Retype every item that follows without changing a single character.

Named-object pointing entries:
☆ ☆ ☆ ☆

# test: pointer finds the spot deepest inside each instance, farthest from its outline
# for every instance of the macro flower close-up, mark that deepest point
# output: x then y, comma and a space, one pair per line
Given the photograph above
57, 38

☆ ☆ ☆ ☆

# Answer:
# test: pointer finds the spot deepest inside each instance, farthest from its outline
# for every instance of the macro flower close-up, mark that deepest point
# output: x then y, comma and a space, one pair per line
Given the photograph above
57, 38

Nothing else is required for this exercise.